* Selected text *

Agenda item

PUBLIC HEALTH EXPENDITURE

The Director of Public Health will brief Members on the use of the Public Health Grant in Havering in 2016/17 (report attached).

Minutes:

The Interim Director of Public Health explained that when responsibility for public health transferred to the Council in April 2013, Havering had received one of the smallest grants in the UK. This had been based on the previous low expenditure on public health by the then Primary Care Trust. The Interim Director was required to account for how the Public Health Grant was spent and cuts to funding meant some services had been lost or reduced.

 

The total grant for public health services in Havering was £9.7 million but this had received a significant in-year cut of £688,000. A further cut of around £1 million was required in 2016/17 and an additional £300,000 in 2017/18. A paper had therefore been taken to Cabinet in February 2016 suggesting disinvestment in some public health services worth a total of £850,000. These cuts did not impact on the Council’s mandatory public health services nor on certain non-mandatory services such as school nursing, the drug and alcohol service and health champions.

* Input data *
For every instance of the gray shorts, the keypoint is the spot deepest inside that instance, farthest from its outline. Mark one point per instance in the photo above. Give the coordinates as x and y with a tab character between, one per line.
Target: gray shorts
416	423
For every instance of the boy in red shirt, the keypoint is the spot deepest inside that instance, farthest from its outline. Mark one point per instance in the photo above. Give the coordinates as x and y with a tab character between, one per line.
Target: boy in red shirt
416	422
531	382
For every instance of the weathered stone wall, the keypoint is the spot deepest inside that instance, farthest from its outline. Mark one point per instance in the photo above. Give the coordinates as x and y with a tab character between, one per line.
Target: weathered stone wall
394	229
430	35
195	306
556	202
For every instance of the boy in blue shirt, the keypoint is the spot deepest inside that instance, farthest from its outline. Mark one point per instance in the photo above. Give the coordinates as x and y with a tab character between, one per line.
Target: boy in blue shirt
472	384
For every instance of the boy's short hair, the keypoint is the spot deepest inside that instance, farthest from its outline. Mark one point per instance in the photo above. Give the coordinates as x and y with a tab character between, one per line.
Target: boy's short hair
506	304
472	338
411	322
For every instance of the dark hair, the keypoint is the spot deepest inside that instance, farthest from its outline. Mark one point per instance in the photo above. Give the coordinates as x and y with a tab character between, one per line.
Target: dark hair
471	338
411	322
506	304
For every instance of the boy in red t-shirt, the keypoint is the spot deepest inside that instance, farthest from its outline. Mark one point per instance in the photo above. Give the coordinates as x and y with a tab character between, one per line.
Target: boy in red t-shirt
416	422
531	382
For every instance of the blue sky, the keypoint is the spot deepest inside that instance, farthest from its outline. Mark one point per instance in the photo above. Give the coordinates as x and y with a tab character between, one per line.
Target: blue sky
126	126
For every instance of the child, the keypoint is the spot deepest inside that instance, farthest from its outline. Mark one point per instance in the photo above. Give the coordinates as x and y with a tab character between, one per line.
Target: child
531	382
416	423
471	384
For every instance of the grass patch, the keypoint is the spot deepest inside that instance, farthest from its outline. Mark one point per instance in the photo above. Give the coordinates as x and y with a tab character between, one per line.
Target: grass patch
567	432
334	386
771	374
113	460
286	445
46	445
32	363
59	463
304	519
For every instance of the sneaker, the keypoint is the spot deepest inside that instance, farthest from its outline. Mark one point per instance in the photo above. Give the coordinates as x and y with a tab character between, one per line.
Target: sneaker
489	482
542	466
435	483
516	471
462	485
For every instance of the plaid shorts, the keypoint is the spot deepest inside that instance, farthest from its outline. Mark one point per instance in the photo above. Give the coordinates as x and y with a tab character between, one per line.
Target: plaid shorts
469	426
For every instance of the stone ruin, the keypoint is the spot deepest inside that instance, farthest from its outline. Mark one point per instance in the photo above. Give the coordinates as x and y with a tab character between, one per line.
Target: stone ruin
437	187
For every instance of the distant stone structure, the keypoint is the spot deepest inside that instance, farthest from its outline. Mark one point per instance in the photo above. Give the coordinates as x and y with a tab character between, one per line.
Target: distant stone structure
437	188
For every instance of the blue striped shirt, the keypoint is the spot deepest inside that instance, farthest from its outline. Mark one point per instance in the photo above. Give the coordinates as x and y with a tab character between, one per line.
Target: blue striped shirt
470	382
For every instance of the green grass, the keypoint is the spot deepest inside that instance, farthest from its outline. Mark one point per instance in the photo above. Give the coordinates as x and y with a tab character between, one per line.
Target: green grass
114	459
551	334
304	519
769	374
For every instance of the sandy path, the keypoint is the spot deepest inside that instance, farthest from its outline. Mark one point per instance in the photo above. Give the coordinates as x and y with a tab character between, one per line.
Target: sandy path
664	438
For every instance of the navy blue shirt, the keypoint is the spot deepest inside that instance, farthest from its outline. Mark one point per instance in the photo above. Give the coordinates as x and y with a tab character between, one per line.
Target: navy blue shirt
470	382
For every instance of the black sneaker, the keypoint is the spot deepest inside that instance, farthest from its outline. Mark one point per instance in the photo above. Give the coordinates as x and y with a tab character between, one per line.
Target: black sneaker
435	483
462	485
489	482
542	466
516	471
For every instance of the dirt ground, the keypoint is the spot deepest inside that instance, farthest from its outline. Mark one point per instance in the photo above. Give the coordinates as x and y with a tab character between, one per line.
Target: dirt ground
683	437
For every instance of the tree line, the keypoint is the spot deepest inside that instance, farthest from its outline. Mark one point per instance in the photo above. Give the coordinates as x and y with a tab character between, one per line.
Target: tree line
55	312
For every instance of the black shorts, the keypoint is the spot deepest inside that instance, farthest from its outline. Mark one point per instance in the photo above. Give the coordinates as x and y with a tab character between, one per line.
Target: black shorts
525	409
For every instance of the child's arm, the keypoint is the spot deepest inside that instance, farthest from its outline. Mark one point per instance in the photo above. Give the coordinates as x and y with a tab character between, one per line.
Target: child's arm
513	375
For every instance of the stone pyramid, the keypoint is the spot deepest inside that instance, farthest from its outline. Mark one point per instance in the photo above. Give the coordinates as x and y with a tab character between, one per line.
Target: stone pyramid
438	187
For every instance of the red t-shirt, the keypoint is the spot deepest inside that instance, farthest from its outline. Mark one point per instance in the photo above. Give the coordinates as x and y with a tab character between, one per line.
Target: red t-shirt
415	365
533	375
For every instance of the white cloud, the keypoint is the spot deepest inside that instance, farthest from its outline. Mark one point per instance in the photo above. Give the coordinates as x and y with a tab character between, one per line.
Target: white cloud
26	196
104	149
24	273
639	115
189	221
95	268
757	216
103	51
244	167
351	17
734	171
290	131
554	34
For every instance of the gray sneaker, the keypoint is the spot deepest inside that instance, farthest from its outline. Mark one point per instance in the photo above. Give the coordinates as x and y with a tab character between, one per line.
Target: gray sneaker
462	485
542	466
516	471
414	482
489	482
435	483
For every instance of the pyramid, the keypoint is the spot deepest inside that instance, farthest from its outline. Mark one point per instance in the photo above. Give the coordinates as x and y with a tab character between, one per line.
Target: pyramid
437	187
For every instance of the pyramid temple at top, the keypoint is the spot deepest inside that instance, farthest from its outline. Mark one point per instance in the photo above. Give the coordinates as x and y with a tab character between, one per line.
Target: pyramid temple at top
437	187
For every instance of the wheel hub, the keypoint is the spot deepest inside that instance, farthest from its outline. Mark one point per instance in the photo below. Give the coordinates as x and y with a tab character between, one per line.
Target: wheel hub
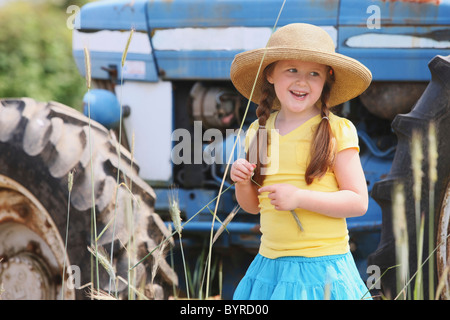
26	277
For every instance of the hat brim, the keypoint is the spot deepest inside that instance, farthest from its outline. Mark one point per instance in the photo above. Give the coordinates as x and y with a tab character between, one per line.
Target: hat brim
351	77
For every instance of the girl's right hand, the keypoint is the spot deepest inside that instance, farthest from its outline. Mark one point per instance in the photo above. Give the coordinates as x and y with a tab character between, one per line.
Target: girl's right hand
242	171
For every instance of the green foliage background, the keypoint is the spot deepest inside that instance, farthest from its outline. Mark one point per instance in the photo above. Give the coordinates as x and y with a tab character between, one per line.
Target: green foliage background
36	52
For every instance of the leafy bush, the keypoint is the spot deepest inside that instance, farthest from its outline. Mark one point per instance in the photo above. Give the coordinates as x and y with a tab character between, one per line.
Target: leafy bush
36	53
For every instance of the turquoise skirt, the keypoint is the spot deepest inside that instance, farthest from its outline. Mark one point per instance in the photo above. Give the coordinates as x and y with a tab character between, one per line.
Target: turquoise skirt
333	277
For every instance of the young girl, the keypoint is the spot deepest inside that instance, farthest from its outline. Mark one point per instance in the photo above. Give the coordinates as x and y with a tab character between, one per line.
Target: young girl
318	175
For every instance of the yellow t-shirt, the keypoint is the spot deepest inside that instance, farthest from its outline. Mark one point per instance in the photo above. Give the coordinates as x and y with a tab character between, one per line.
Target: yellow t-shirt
281	235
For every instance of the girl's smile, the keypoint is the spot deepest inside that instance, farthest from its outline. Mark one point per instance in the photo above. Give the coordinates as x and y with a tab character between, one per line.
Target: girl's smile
298	85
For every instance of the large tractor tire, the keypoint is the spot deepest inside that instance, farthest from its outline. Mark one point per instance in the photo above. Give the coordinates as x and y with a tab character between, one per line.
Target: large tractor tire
433	106
40	144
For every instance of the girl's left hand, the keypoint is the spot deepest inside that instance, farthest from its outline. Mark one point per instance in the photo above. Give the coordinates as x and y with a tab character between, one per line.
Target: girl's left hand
283	196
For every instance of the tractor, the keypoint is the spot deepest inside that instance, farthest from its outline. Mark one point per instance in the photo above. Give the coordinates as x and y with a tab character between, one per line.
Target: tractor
165	123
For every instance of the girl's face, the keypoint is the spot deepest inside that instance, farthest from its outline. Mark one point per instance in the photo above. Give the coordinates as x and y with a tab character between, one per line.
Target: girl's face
298	84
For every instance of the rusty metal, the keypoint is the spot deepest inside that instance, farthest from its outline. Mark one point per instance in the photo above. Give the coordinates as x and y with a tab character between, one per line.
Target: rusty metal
31	247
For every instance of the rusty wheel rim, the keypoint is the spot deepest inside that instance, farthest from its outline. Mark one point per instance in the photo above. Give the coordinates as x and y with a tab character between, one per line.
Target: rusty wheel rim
31	249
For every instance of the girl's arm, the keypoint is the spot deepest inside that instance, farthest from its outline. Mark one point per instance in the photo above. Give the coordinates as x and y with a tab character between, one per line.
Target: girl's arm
245	190
350	201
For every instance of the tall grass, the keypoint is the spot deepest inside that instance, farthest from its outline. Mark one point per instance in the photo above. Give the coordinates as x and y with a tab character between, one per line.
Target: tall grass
404	280
87	62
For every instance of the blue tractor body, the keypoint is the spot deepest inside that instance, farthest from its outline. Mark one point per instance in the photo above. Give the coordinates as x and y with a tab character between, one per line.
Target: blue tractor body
179	44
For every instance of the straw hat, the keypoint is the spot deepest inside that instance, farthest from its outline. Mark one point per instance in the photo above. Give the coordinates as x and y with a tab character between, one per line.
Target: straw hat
300	41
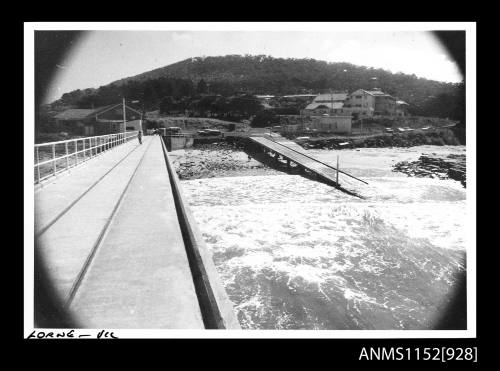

* Problems and tasks *
a) Print the passage from the Havering public health minutes starting with "Agenda item" and going on through "lost or reduced.".
b) According to the Havering public health expenditure minutes, how large was the in-year cut to the public health grant?
c) Finish out the next part of the minutes on Havering's public health expenditure, picking up after their final sentence.

* Results by task *
a)
Agenda item

PUBLIC HEALTH EXPENDITURE

The Director of Public Health will brief Members on the use of the Public Health Grant in Havering in 2016/17 (report attached).

Minutes:

The Interim Director of Public Health explained that when responsibility for public health transferred to the Council in April 2013, Havering had received one of the smallest grants in the UK. This had been based on the previous low expenditure on public health by the then Primary Care Trust. The Interim Director was required to account for how the Public Health Grant was spent and cuts to funding meant some services had been lost or reduced.

b) £688,000

c)
 

Services that may be decommissioned included some sexual health and physical activity services as well as the stop smoking service. The final decision on whether to decommission these services was a matter for the relevant Cabinet Member.

 

The Council’s public health team had been cut by one third and offered a corporate support service to other Council departments and partner organisations such as the Clinical Commissioning Group. Services which received the most funding were health visiting, sexual health and drug & alcohol services.

 

The Interim Director accepted that the most controversial proposal was to decommission the stop smoking service. Some negative feedback on the proposal had been received but it was felt this constituted the ‘least worst’ option in order to make the required savings. Smoking cessation services for pregnant women would be retained and it was noted that people were making more use of electronic support and obtaining nicotine replacement products from their GP.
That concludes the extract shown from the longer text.